Directions:
Could you print each of the records below exactly?

※

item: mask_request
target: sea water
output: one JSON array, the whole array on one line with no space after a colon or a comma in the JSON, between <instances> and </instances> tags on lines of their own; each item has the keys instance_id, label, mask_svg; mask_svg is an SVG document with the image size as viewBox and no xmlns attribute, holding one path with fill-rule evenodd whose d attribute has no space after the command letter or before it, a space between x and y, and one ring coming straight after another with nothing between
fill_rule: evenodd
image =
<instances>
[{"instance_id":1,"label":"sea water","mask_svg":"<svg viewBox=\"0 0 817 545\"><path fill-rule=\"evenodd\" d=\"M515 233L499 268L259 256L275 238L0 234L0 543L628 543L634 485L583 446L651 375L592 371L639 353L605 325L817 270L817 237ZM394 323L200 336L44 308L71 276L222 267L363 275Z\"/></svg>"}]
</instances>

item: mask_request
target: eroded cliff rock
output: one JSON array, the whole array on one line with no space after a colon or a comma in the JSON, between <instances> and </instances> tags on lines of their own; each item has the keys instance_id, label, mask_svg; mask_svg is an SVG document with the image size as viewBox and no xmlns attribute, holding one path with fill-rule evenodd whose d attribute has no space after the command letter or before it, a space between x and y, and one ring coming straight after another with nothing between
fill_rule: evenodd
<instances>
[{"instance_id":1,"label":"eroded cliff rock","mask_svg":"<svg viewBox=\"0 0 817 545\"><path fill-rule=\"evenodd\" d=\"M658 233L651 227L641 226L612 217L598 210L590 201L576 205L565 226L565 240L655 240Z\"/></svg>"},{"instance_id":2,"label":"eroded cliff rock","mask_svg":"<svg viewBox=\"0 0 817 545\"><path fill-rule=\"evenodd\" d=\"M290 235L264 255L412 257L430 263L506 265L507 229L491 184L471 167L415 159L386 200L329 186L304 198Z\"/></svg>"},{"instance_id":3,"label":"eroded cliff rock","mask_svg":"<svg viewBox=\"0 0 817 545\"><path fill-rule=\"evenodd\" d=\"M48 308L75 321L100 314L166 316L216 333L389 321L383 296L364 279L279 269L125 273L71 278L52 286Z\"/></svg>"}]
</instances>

※

Answer box:
item: mask_request
target: sea water
output: one JSON array, the whole array on one line with no space after a colon or a comma in the JSON, between <instances> and </instances> tags on lines of their own; each item has the keys instance_id, label, mask_svg; mask_svg is an SVG document with the image size as viewBox and no xmlns attribute, holding one path with fill-rule evenodd whose d attribute has no space after the command letter or before it, a space between x and y, and one ring coming straight after another with nothing between
fill_rule: evenodd
image =
<instances>
[{"instance_id":1,"label":"sea water","mask_svg":"<svg viewBox=\"0 0 817 545\"><path fill-rule=\"evenodd\" d=\"M515 233L499 268L259 256L275 238L0 234L0 543L628 543L634 485L583 446L651 375L592 371L639 353L605 325L817 270L817 237ZM394 323L200 336L44 308L71 276L222 267L363 275Z\"/></svg>"}]
</instances>

item: mask_request
target: eroded cliff rock
output: one JSON array, the whole array on one line with no space after a colon or a comma in the JSON, between <instances> and </instances> tags on lines of their own; each item has the keys instance_id, label, mask_svg; mask_svg is an SVG document with the image size as viewBox and no xmlns attribute, holding one path with fill-rule evenodd whose d attribute has no space after the command letter or before it, a space between x and y, and one ring coming straight after another with nothing between
fill_rule: evenodd
<instances>
[{"instance_id":1,"label":"eroded cliff rock","mask_svg":"<svg viewBox=\"0 0 817 545\"><path fill-rule=\"evenodd\" d=\"M658 233L651 227L641 226L612 217L598 210L590 201L576 205L565 226L565 240L655 240Z\"/></svg>"},{"instance_id":2,"label":"eroded cliff rock","mask_svg":"<svg viewBox=\"0 0 817 545\"><path fill-rule=\"evenodd\" d=\"M290 235L264 255L412 257L430 263L506 265L507 229L491 184L471 167L415 159L386 200L329 186L304 198Z\"/></svg>"},{"instance_id":3,"label":"eroded cliff rock","mask_svg":"<svg viewBox=\"0 0 817 545\"><path fill-rule=\"evenodd\" d=\"M48 308L75 321L100 314L166 316L216 333L389 321L383 296L364 279L279 269L125 273L71 278L52 286Z\"/></svg>"}]
</instances>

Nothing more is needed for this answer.